- TASK TO COMPLETE -
Restate word for word the span that opens with the line containing "point: calm bay" and closes with the final line of the data; give only those lines.

[Natural-language object grounding data]

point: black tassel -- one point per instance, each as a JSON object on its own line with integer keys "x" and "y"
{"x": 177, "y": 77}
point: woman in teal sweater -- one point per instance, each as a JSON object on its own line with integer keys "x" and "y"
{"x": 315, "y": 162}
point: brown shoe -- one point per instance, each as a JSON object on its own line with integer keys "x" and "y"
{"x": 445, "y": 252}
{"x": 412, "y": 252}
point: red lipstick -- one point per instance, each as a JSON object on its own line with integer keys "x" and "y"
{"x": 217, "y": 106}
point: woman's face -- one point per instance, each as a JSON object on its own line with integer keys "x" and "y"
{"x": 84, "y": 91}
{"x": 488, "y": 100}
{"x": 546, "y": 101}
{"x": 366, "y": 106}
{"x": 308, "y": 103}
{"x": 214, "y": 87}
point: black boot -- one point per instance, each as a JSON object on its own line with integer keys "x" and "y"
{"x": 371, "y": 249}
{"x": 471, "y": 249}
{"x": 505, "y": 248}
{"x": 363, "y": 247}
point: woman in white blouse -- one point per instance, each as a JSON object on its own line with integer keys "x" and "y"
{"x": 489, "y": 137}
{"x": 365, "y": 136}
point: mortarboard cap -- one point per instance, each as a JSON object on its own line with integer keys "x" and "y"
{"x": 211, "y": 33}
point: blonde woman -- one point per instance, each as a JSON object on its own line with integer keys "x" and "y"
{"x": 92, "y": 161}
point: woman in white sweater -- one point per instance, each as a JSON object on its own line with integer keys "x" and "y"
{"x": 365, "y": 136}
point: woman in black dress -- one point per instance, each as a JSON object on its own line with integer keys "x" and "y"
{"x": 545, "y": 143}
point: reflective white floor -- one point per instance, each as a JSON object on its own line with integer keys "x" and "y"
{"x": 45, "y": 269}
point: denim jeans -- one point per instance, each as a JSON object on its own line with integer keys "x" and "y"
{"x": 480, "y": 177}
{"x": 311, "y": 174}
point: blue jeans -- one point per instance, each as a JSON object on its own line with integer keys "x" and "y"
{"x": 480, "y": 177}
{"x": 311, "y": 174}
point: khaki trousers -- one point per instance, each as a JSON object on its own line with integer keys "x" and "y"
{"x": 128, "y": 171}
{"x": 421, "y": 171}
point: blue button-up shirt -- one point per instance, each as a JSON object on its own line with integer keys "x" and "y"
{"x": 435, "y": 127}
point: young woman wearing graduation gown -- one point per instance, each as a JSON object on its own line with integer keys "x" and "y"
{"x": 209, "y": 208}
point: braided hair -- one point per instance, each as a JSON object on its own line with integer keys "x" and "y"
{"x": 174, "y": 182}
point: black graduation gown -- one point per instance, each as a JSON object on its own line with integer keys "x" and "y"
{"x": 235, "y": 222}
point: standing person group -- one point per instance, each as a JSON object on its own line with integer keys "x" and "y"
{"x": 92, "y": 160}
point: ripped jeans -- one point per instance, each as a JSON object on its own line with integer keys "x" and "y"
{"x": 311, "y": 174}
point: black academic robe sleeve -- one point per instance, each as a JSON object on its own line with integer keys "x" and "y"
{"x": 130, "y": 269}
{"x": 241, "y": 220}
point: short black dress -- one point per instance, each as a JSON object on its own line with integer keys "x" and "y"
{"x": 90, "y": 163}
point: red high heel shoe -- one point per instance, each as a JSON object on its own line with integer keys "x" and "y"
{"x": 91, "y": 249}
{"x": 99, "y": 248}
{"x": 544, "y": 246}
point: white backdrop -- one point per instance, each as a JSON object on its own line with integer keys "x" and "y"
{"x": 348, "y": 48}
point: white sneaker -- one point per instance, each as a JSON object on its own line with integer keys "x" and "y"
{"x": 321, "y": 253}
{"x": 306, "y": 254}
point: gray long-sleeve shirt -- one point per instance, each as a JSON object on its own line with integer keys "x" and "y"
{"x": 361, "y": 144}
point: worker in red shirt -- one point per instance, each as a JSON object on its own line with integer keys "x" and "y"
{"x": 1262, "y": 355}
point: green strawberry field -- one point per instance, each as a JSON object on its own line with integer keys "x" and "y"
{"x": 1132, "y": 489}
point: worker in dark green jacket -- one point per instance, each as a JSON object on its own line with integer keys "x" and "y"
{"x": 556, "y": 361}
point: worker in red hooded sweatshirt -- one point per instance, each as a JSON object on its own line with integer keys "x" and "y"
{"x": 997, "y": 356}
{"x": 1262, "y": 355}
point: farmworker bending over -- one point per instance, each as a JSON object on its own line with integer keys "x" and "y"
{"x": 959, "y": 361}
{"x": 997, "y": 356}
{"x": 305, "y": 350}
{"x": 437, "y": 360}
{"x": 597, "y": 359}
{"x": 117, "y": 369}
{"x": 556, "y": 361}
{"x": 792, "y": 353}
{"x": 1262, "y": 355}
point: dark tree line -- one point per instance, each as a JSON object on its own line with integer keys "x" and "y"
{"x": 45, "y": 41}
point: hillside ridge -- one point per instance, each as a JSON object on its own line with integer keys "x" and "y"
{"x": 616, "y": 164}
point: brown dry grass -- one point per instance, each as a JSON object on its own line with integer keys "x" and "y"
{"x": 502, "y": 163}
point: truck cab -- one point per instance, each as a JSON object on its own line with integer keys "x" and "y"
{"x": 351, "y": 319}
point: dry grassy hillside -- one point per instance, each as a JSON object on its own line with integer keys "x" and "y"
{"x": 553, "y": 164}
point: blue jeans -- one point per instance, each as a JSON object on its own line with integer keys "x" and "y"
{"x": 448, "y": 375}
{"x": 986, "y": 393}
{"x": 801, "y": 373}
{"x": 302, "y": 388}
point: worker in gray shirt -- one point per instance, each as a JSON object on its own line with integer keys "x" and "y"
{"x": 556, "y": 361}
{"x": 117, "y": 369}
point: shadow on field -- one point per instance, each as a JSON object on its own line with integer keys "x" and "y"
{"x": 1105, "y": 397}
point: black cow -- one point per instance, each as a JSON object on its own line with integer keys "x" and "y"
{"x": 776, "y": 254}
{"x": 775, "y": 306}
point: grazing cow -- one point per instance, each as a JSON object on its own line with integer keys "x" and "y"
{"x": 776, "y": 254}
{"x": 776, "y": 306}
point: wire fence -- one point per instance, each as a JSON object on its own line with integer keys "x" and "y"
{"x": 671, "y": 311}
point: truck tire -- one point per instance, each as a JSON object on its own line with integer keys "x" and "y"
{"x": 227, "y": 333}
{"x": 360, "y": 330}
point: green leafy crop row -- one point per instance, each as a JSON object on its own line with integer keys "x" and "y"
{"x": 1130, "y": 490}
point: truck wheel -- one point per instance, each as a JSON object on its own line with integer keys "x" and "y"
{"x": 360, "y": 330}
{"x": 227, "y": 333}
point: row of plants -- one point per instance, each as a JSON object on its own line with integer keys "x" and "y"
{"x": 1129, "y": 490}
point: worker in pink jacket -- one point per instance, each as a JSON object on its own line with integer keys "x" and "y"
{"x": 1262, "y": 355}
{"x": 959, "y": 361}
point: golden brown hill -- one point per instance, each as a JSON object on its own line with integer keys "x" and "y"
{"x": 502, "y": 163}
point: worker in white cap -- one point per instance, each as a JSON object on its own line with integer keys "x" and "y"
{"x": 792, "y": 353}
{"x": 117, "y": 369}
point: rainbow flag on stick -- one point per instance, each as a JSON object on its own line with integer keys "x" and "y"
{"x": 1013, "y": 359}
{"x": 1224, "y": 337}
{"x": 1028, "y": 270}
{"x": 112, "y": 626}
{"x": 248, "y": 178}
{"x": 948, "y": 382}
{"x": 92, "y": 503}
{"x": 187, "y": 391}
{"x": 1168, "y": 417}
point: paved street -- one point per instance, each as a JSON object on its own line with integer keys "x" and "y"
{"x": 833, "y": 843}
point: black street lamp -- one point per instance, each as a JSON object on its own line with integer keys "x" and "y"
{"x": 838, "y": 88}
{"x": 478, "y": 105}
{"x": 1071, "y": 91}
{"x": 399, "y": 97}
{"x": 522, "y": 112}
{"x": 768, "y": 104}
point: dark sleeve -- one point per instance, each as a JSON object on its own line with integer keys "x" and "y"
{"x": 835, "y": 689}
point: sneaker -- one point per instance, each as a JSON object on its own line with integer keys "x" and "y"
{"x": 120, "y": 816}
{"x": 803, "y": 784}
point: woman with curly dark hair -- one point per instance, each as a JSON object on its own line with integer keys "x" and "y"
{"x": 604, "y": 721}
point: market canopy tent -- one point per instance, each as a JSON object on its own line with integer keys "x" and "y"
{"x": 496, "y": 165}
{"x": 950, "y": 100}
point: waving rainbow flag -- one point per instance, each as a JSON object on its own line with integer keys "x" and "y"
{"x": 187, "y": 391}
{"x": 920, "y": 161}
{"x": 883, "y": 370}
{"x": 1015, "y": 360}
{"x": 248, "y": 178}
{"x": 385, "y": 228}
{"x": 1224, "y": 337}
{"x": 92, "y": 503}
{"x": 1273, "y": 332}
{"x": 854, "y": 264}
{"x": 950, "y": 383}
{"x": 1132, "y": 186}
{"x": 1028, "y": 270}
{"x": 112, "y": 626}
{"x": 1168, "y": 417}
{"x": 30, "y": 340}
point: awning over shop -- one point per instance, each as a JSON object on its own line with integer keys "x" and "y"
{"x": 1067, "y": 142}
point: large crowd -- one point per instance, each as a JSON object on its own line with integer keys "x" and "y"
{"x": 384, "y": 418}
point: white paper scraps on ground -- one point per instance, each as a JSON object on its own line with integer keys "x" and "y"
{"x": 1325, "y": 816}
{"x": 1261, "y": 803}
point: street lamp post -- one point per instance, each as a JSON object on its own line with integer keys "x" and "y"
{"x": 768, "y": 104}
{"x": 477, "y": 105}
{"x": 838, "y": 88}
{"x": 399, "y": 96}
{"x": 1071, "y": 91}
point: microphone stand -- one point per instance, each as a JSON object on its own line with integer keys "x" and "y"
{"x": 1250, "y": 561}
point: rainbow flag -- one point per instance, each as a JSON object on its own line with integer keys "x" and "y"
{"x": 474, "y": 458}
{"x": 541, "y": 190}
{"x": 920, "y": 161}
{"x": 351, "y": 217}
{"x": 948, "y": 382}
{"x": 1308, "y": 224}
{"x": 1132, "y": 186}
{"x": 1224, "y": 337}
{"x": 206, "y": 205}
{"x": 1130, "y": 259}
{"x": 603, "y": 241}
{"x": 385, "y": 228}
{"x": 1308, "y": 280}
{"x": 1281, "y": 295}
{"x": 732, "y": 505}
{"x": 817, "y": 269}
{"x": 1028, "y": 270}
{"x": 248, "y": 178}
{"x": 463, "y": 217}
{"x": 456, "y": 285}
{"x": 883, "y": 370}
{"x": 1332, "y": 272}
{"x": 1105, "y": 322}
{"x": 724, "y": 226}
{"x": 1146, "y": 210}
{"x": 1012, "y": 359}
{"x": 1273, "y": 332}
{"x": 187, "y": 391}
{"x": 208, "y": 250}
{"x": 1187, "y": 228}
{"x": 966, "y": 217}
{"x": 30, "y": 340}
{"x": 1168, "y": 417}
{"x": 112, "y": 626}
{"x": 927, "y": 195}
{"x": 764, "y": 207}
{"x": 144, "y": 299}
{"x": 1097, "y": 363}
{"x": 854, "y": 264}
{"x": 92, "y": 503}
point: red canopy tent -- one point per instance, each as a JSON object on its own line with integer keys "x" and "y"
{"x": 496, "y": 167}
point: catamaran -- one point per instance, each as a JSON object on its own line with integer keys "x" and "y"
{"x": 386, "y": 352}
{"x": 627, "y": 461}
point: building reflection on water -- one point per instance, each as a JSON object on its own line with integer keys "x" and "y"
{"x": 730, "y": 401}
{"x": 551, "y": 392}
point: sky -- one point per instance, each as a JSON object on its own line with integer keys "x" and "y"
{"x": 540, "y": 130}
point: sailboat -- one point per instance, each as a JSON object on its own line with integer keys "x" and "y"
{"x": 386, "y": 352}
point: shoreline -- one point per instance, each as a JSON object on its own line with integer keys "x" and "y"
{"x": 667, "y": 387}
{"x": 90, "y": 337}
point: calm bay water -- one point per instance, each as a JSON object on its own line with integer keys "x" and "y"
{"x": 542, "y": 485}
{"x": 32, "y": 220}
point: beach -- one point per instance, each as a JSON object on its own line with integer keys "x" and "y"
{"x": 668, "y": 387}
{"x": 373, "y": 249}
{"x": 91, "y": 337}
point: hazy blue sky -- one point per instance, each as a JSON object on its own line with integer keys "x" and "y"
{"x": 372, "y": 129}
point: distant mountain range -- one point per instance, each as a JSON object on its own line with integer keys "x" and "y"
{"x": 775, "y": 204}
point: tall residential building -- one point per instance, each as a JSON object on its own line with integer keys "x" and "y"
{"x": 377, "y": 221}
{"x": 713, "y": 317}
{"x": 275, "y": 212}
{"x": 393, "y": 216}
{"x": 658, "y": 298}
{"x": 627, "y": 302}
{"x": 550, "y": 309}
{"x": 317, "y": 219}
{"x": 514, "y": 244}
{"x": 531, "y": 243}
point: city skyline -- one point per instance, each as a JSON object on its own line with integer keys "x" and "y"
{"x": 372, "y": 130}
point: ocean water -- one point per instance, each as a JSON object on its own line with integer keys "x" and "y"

- ANSWER BOX -
point: calm bay water -- one point per instance, each as a JSON object on its own line with integer keys "x" and "y"
{"x": 542, "y": 485}
{"x": 32, "y": 220}
point: beach -- one point per instance, each as a JSON object on its own line with integer keys "x" and "y"
{"x": 668, "y": 387}
{"x": 373, "y": 249}
{"x": 91, "y": 337}
point: hazy blue sky -- one point per instance, each as a JSON object on its own line with integer keys "x" and "y"
{"x": 372, "y": 129}
point: distant mountain range -- one point per instance, each as a JSON object on its own line with integer keys "x" and "y"
{"x": 775, "y": 204}
point: tall residential building -- one point per instance, each as a JSON object on its own line with integer keys "x" and "y"
{"x": 377, "y": 221}
{"x": 713, "y": 317}
{"x": 275, "y": 212}
{"x": 393, "y": 216}
{"x": 658, "y": 298}
{"x": 627, "y": 302}
{"x": 550, "y": 309}
{"x": 317, "y": 219}
{"x": 514, "y": 244}
{"x": 531, "y": 243}
point: city skyline -- one point per instance, each as a JSON object on its own line with integer keys "x" and "y"
{"x": 372, "y": 130}
point: ocean water -- one point per instance, each as a JSON object on its own line with integer keys "x" and "y"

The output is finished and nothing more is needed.